### Exercise aim
All of the entries below, duplicated exactly, make up the answer.

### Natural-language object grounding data
======

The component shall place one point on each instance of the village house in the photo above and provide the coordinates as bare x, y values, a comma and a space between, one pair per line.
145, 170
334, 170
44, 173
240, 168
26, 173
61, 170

======

### Reply to the task
The component shall place one point on each instance of the village house in the photo above and provide the coordinates as bare x, y values, a comma and a space between, one pair per line.
145, 170
334, 170
44, 173
240, 168
26, 173
61, 170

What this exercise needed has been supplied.